* _Passage_
▼

Tabassum Fatima Hashmi (born 4 November 1971), credited as Tabu, is an Indian actress who works primarily in Hindi films, alongside Telugu, Tamil and English films. Regarded as one of the most accomplished actresses in Hindi cinema, she has often played troubled women, from fictional to literary, in both mainstream and independent cinema. She is the recipient of numerous accolades, including two National Film Awards, six Filmfare Awards (including a record four Best Actress (Critics)), and two Filmfare Awards South. In 2011, she was awarded the Padma Shri, the fourth highest Indian civilian honour.

▲

* _Tasks to perform_
• A. Answer these questions from the passage on Tabu:
(i) On what date was she born?
(ii) How many National Film Awards has she received?
(iii) What honor was she given in 2011?
• B. Render the lines of the entries from the line containing "segment: <item>white cloud</item>" through the end of the entries as a JSON list of strings, one string per line, omitting blank lines.
These entries are unrelated to the passage on Tabu.

Contour annotation entries
▼

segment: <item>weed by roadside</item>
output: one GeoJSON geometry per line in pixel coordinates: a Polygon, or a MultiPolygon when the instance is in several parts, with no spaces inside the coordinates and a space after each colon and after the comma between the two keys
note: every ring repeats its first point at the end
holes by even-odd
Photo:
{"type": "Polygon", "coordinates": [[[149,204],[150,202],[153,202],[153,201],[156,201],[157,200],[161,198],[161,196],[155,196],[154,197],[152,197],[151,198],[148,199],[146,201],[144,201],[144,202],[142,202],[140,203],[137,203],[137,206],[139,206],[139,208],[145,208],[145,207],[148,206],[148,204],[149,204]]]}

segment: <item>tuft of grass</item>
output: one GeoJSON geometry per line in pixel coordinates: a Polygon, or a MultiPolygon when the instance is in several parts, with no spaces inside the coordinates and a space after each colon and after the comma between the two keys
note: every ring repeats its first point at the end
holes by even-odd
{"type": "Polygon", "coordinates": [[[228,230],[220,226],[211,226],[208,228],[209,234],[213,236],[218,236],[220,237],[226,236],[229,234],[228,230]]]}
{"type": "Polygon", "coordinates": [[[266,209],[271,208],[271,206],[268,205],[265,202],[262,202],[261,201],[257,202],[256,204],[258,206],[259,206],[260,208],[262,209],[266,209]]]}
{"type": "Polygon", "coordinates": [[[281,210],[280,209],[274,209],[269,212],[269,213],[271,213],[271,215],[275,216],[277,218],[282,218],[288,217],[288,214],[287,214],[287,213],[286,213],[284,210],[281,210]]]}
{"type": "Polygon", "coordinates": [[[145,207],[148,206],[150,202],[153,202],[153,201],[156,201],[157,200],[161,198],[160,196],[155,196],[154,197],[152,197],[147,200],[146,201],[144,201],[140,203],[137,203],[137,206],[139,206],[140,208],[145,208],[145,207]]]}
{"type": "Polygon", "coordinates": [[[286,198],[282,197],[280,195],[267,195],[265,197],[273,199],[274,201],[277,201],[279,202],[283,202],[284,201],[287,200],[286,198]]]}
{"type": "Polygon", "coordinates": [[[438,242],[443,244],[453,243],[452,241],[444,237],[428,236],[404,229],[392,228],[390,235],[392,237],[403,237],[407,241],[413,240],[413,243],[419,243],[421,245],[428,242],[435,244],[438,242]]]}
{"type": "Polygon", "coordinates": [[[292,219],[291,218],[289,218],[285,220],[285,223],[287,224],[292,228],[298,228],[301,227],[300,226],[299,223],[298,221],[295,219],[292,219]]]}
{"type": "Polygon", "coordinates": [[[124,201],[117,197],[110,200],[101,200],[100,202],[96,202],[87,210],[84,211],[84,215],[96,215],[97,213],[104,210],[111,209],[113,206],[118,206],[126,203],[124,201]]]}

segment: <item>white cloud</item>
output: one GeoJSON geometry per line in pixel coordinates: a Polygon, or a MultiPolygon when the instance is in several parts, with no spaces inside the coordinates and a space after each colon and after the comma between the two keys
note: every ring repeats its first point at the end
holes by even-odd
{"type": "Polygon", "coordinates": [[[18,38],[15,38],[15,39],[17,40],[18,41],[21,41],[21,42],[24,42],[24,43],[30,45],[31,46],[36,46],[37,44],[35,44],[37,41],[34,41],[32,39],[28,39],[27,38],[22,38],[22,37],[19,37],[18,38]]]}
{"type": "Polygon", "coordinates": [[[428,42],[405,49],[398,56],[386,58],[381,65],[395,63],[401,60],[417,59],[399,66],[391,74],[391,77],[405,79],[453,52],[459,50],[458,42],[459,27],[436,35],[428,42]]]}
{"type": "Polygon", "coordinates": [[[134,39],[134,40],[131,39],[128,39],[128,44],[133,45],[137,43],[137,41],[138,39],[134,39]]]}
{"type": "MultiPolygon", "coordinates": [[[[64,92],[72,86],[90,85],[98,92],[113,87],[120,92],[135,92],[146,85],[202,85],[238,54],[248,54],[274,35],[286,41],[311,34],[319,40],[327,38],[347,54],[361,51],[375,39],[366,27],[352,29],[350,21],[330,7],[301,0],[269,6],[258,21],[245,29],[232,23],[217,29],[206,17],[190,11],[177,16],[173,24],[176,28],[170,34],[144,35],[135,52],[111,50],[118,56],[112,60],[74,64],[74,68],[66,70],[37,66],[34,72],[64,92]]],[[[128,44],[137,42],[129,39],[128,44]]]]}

▲

* _Answer list_
• A.
(i) 4 November 1971
(ii) Two
(iii) The Padma Shri

• B.
[
  "segment: <item>white cloud</item>",
  "output: one GeoJSON geometry per line in pixel coordinates: a Polygon, or a MultiPolygon when the instance is in several parts, with no spaces inside the coordinates and a space after each colon and after the comma between the two keys",
  "note: every ring repeats its first point at the end",
  "holes by even-odd",
  "{\"type\": \"Polygon\", \"coordinates\": [[[18,38],[15,38],[15,39],[17,40],[18,41],[21,41],[21,42],[24,42],[24,43],[30,45],[31,46],[36,46],[37,44],[35,44],[37,41],[34,41],[32,39],[28,39],[27,38],[22,38],[22,37],[19,37],[18,38]]]}",
  "{\"type\": \"Polygon\", \"coordinates\": [[[428,42],[405,49],[398,56],[386,58],[381,65],[395,63],[401,60],[417,59],[399,66],[391,74],[391,77],[405,79],[453,52],[459,50],[458,42],[459,27],[436,35],[428,42]]]}",
  "{\"type\": \"Polygon\", \"coordinates\": [[[134,39],[134,40],[131,39],[128,39],[128,44],[133,45],[137,43],[137,41],[138,39],[134,39]]]}",
  "{\"type\": \"MultiPolygon\", \"coordinates\": [[[[64,92],[72,86],[90,85],[98,92],[113,87],[120,92],[135,92],[146,85],[202,85],[238,54],[248,54],[274,35],[286,41],[311,34],[319,40],[327,38],[347,54],[361,51],[375,39],[366,27],[352,29],[350,21],[330,7],[301,0],[269,6],[258,21],[245,29],[232,23],[217,29],[206,17],[190,11],[177,16],[173,24],[176,28],[170,34],[144,35],[135,52],[111,50],[118,56],[112,60],[74,64],[74,68],[66,70],[37,66],[34,72],[64,92]]],[[[128,44],[137,42],[129,39],[128,44]]]]}"
]